EXCERPT:
Thursday, 13 February 2014

Dana Schutz in Wakie...

I do love painting, and at the end of January I saw an exhibition of paintings by American Dana Schutz that completely blew my socks, and was at another level than almost any other contemporary painting I’ve seen. It was at the rather brilliant Hepworth Gallery in Wakefield, and I travelled up keen to see the show, surprised and curious that this much feted Brooklyn based painter was showing in Wakie of all places. I say that, but the Hepworth gallery is a major international exhibition space, with the Yorkshire Sculpture Park also a short drive away. It’s just that I used to have a studio right behind where the gallery has been built near the river, on the top floor of an old mill. It was a huge and cheap space, the biggest space I’ve ever worked in, which I shared with two other artists, but really had to myself as they never turned up, which, in my experience, is often the way with these studio set-ups. I’ve often worked in shared studios, hoping to meet and engage with other artists, but I’ve been the only one ever there. It’s sadly defined much of my experience as an ‘artist’. 
Anyway, Schutz’s large, colourful, funny, paintings were a truly joyous revelation that had me grinning from ear to ear as I walked around.  
'Piano In The Rain'
 'Bra Removal'
Populated by rather melancholy individuals, couples, or large crowds, in scenes of weird psycho-dramas all of their own making, and in their own painted world, they were so inventive and witty. But the painter’s technical dexterity and seemingly effortless skill left me truly taken aback. The use of colour was terrific for one, but the handling was in another league.  Each mark, dash, and stroke and wonderful line and shape seemed to have this strange life of it’s own within this amazing cohesive whole. They were so fresh and alive. They also seemed to take on the legacy of Picasso, in a way that no other figurative painter seems to want to touch, and turn it inside out and make it so contemporary. I can’t remember when I’ve seen a better painter, I really can’t. I’m  so glad I went.  
 'The Flasher' 
 I’d previously only ever seen one of Schutz’s paintings before, in New York a few years ago, and had not been that impressed by their Expressionist tendencies, as I was desperate to move away from these in my own work. But these works in Wakefield were also very recent, and seemed much more sophisticated and fresher in their technique than the one I had seen then. Weirdly, when I was painting in that studio in Wakefield I was also painting very large figurative canvasses that contained their dense narratives and psycho-dramas of their own. 

                                                                         David Tremlett, '3 Wall Drawings', Ikon 
I also went to see David Tremlett’s wall drawings (not paintings, he is very distinct about this) at Ikon Gallery, Birmingham yesterday, which were really impressive. Their blocks and bands of colour and geometry really chimed with some of my current thinking for my own paintings, so that was really inspiring. I really think I should look further at Tremlett’s work, and I shall go and see this again when I’m not with my wonderful, but very loud, daughter who just loves testing the acoustics at Ikon, as well as the Martin Creed singing lift (which both my children love).

INFORMATION PROVIDED:

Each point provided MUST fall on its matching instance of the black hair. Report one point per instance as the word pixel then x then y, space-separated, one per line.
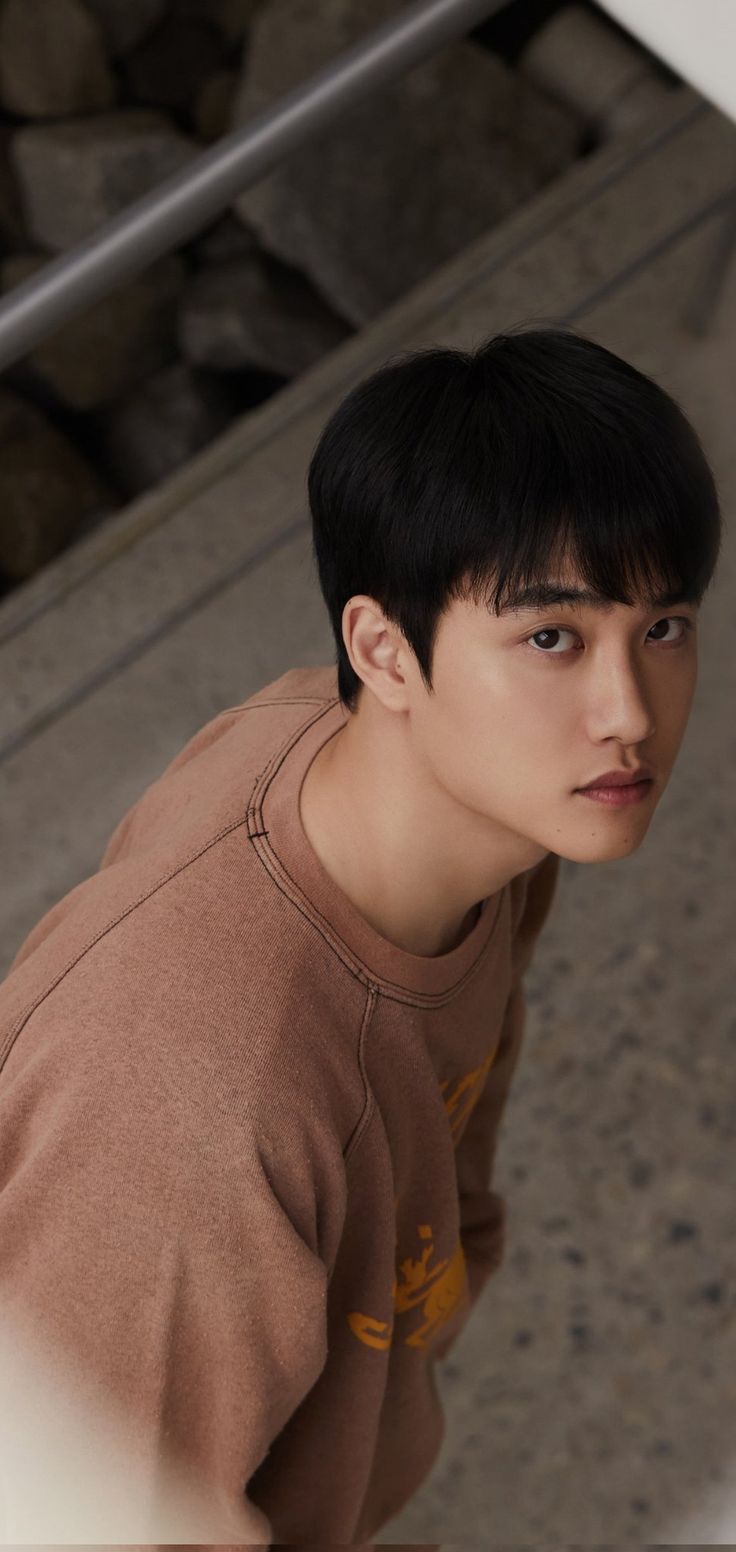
pixel 452 474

YOUR TASK: In the blog post about Dana Schutz, which gallery showed her paintings? The data isn't needed here.

THE RESULT: The Hepworth Gallery in Wakefield.